▶ Exercise details: Print the part of the election-and-markets article that begins with the words "Traders were in" and ends after "happened so far.", character for character.

Reuters/Kim Kyung-Hoon
Recalibrating.
  • John Detrixhe
By John Detrixhe

Future of finance reporter

Published

Traders were in a buoyant mood earlier this week, seemingly positioning for a clear US election outcome and even a strong showing from Democrats that could pave the wave for robust economic stimulus. That’s not what has happened so far.

“It’s far too close to call, but right now it is clear that the Democrat landslide suggested by polling is just not materializing,” Stéphane Monier, CIO at Lombard Odier, wrote in an email. “For now, it very much looks that whoever wins the White House, we face a divided Congress. This has far-reaching implications for markets, mostly because it means that any kind of pandemic recovery package is still tough to approve.”

The contest between US president Donald Trump and Democratic challenger Joe Biden looks to be a nail-biter that might not be decided for days and could very well end up contested in court. European stock markets in France, the US, and Germany gyrated, switching between gains and losses. Crude oil retraced losses, and the Nasdaq 100, a benchmark for large American tech stocks, rose for a third day in a row.

 

It’s not the first time traders have been wrong-footed by the the US presidential election: markets were also positioned for a clear outcome in 2016 when Trump surprised investors by taking key US states to beat Hillary Clinton. Trump even suggested early this morning that he thinks the election should go to the Supreme Court. Whatever happens, polls signaling a so-called Blue Wave seem to have been wide of the mark.

The prospect of congressional support for another package of aid for the US economy is unclear. It appears Democrats will keep control of the House, and it’s too soon to tell which party will control the Senate, raising the prospects for gridlock in Washington and making it more difficult for ambitious policies, from tax increases to a blockbuster stimulus package, to get sufficient backing. That’s important for the economy and millions of people in the US, as support from the $2 trillion Cares Act fades.

▶ Listed records:
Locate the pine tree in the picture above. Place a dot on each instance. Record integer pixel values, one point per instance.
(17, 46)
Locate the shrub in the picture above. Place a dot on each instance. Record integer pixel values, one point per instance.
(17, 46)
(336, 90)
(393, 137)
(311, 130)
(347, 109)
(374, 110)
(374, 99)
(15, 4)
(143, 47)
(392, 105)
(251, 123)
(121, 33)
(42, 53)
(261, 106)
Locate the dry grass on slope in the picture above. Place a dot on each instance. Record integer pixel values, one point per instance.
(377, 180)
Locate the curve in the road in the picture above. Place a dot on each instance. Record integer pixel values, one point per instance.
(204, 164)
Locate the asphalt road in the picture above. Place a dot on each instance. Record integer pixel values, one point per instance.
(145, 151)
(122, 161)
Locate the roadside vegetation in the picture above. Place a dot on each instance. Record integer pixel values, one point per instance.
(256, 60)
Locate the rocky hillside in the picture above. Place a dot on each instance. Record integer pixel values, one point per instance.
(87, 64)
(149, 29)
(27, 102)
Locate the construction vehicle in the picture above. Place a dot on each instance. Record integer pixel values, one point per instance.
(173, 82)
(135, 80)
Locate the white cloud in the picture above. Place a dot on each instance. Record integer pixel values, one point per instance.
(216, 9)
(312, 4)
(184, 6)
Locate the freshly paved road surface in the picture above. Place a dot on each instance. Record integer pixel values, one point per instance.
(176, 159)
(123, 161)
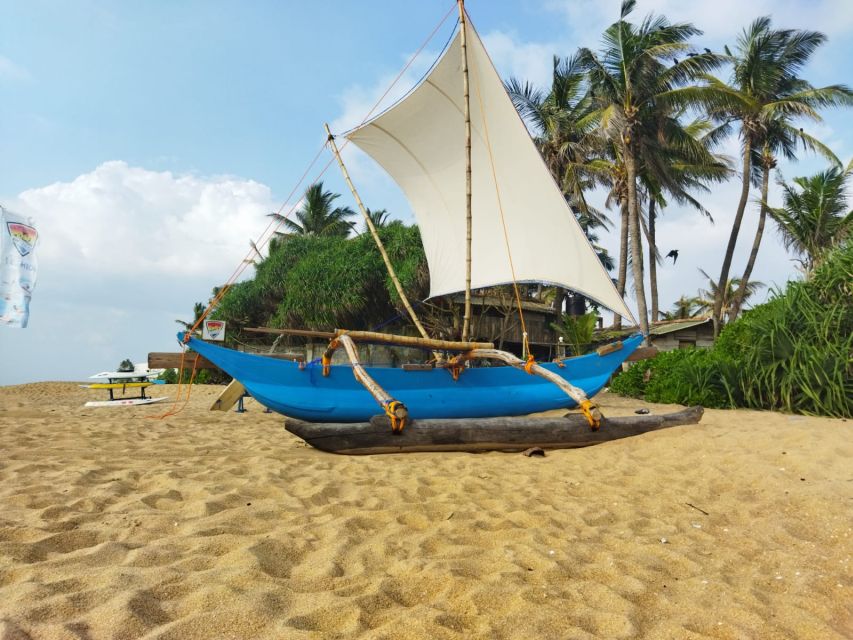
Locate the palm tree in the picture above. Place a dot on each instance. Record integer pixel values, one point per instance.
(629, 80)
(683, 308)
(707, 297)
(676, 160)
(764, 93)
(780, 138)
(317, 216)
(379, 218)
(815, 218)
(565, 125)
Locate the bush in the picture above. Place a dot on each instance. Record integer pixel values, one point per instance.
(791, 354)
(685, 376)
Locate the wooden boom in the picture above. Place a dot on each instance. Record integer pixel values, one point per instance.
(381, 338)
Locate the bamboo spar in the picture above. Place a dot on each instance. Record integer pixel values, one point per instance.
(375, 235)
(466, 322)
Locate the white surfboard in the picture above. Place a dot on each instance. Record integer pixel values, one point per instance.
(125, 402)
(140, 370)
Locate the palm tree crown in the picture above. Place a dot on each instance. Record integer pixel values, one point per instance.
(317, 216)
(815, 217)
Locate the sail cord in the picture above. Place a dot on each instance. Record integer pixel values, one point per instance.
(269, 232)
(525, 346)
(278, 220)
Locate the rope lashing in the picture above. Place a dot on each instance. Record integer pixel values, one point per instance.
(592, 414)
(397, 414)
(326, 358)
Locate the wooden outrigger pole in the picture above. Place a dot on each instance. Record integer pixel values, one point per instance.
(466, 322)
(376, 238)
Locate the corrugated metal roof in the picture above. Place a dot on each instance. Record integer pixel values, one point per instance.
(676, 325)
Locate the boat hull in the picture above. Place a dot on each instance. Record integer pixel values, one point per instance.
(481, 434)
(480, 392)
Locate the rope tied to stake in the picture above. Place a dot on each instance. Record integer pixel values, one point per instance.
(397, 414)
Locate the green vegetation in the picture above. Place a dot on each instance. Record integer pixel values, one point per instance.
(577, 331)
(327, 281)
(791, 354)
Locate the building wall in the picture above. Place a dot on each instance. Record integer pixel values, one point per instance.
(701, 337)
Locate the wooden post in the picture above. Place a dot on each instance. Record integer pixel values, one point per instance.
(375, 235)
(466, 322)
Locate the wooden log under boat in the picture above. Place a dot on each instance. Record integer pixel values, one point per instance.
(481, 434)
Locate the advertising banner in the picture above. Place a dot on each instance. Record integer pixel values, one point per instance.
(18, 268)
(213, 330)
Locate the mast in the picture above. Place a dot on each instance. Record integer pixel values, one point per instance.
(466, 323)
(376, 237)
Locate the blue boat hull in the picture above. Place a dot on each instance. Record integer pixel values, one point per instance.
(480, 392)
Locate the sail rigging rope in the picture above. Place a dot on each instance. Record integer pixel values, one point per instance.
(278, 220)
(525, 344)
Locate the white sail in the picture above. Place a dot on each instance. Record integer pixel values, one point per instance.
(420, 142)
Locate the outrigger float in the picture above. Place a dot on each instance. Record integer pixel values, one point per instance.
(453, 135)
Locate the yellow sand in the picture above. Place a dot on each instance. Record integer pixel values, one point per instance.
(222, 525)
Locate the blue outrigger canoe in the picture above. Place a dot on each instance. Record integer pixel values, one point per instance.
(303, 392)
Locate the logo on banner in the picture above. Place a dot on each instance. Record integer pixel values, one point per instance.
(213, 330)
(23, 237)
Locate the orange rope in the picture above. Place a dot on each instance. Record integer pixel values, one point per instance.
(525, 343)
(173, 410)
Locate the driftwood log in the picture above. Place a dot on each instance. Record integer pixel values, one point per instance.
(481, 434)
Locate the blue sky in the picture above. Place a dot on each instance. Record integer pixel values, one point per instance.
(149, 139)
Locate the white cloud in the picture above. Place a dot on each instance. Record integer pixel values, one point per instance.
(12, 71)
(123, 252)
(126, 220)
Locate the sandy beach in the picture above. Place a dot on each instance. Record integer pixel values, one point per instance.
(223, 525)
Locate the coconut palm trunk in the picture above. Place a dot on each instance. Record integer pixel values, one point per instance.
(653, 263)
(622, 277)
(717, 314)
(737, 303)
(636, 240)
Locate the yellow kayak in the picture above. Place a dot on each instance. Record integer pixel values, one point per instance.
(119, 385)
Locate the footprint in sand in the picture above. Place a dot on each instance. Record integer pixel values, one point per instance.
(164, 500)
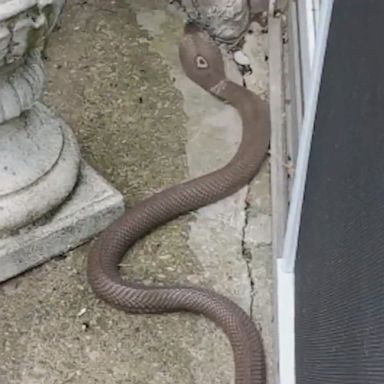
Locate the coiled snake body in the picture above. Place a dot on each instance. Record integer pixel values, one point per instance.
(202, 62)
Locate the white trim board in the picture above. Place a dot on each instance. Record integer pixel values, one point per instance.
(284, 267)
(305, 140)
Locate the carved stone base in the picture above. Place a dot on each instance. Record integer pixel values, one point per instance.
(39, 164)
(93, 205)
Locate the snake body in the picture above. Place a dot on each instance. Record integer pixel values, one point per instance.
(202, 62)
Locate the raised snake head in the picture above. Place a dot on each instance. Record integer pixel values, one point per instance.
(201, 58)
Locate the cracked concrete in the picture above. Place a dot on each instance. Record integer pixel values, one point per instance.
(115, 77)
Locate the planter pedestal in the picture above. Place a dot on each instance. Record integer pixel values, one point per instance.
(50, 201)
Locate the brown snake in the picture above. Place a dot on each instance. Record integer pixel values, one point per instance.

▶ Finished task:
Traders were in a buoyant mood earlier this week, seemingly positioning for a clear US election outcome and even a strong showing from Democrats that could pave the wave for robust economic stimulus. That’s not what has happened so far.